▶ _Exercise objective_
Render the rows below as a Markdown table with two columns, No. and Line. Number each row in order and leave out any blank lines.

▶ _Given records_
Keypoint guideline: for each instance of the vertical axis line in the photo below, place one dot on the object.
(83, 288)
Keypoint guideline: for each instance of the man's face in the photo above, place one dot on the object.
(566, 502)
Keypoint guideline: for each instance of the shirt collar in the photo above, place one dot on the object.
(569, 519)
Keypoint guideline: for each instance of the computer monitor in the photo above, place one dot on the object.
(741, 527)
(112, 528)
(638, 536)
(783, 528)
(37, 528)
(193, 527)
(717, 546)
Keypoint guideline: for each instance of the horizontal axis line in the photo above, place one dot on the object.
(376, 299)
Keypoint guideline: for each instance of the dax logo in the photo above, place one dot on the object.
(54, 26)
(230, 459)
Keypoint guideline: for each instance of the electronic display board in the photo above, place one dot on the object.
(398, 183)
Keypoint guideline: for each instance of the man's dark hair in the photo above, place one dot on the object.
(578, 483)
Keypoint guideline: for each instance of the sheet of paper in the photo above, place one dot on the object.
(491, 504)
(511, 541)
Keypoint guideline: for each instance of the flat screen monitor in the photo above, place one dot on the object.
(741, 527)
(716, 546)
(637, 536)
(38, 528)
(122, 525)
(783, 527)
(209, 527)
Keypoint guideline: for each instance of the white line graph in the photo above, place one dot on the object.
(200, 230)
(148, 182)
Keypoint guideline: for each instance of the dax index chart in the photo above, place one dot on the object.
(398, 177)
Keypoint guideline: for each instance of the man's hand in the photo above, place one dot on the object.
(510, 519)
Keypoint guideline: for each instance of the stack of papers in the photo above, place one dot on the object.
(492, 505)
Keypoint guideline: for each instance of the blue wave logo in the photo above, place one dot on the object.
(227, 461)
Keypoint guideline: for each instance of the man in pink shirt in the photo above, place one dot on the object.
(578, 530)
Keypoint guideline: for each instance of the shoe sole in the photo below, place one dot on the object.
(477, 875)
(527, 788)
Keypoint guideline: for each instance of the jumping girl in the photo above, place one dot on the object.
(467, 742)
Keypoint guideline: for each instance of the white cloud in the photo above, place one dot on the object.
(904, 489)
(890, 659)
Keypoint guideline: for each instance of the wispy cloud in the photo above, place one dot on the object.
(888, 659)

▶ _Worked answer_
| No. | Line |
|---|---|
| 1 | Keypoint guideline: for each instance of the vertical axis line in the photo below, place one dot on the object. |
| 2 | (83, 288) |
| 3 | Keypoint guideline: for each instance of the man's face in the photo above, place one dot on the object. |
| 4 | (566, 502) |
| 5 | Keypoint guideline: for each instance of the shirt collar in the photo above, place one dot on the object. |
| 6 | (569, 519) |
| 7 | Keypoint guideline: for each instance of the computer monitor in the photo above, place one dot on the object. |
| 8 | (741, 527) |
| 9 | (112, 528) |
| 10 | (638, 536) |
| 11 | (783, 528) |
| 12 | (37, 528) |
| 13 | (193, 527) |
| 14 | (717, 546) |
| 15 | Keypoint guideline: for each instance of the horizontal axis line in the photo above, place one dot on the object. |
| 16 | (376, 299) |
| 17 | Keypoint guideline: for each instance of the dax logo in the photo above, place one dot on the object. |
| 18 | (54, 26) |
| 19 | (230, 459) |
| 20 | Keypoint guideline: for each instance of the electronic display board in the photo above, place one dot on the object. |
| 21 | (398, 183) |
| 22 | Keypoint guideline: for each instance of the man's dark hair in the photo above, place one dot on the object. |
| 23 | (578, 483) |
| 24 | Keypoint guideline: for each instance of the sheet of paper in the photo above, place one dot on the object. |
| 25 | (491, 504) |
| 26 | (511, 541) |
| 27 | Keypoint guideline: for each instance of the flat screen monitor in the photo above, place one dot on the object. |
| 28 | (741, 527) |
| 29 | (716, 546) |
| 30 | (637, 536) |
| 31 | (38, 528) |
| 32 | (122, 525) |
| 33 | (783, 527) |
| 34 | (209, 527) |
| 35 | Keypoint guideline: for each instance of the white line graph in the photo above, place one dot on the object. |
| 36 | (200, 230) |
| 37 | (148, 182) |
| 38 | Keypoint guideline: for each instance of the dax index chart in the photo above, place one dot on the object. |
| 39 | (398, 177) |
| 40 | Keypoint guideline: for each instance of the man's hand in the photo above, place one dot on the object. |
| 41 | (510, 519) |
| 42 | Keypoint guideline: for each instance of the stack of papers in the photo above, place one dot on the object. |
| 43 | (492, 505) |
| 44 | Keypoint guideline: for each instance of the blue wave logo in the photo above, place one dot on the object. |
| 45 | (227, 461) |
| 46 | Keypoint guideline: for each instance of the man in pink shirt in the photo above, place one dot on the object. |
| 47 | (578, 530) |
| 48 | Keypoint guideline: for each instance of the shoe sole in the photo below, place one dot on the object. |
| 49 | (477, 875) |
| 50 | (527, 788) |
| 51 | Keypoint guideline: for each instance of the jumping girl in the photo above, place one dot on the object. |
| 52 | (467, 742) |
| 53 | Keypoint guideline: for each instance of the white cloud in the photo above, place one dot on the object. |
| 54 | (904, 489) |
| 55 | (890, 659) |
| 56 | Keypoint guideline: for each instance of the wispy cloud in the photo above, place one dot on the object. |
| 57 | (888, 659) |